Task requirements: Copy out everything from the line containing "Target = religious figurine" down to the last line of the data, including both of those lines.

Source records:
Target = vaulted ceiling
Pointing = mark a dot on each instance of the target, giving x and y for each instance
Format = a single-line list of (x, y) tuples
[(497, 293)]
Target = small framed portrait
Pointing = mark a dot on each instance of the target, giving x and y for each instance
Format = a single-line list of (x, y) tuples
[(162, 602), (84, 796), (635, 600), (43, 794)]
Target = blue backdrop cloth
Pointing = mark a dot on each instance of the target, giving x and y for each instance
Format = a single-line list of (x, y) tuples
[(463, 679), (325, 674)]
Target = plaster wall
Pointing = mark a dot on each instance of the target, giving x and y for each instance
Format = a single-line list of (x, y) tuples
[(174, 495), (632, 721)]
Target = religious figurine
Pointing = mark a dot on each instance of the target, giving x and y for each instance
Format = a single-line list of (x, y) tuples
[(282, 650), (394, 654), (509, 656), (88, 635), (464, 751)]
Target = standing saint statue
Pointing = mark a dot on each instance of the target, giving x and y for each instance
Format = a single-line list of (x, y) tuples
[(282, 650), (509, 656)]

Response below:
Target = religious figurine
Pointing = mark a dot on each instance of the target, giving x and y for each instance
Format = a single-line list of (x, y) tuples
[(282, 650), (394, 654), (509, 656), (88, 635), (464, 751)]
Target = standing saint statue
Pointing = mark a dot on each instance of the target, giving x and y for each instance
Format = a single-line list of (x, y) tuples
[(282, 650), (509, 656)]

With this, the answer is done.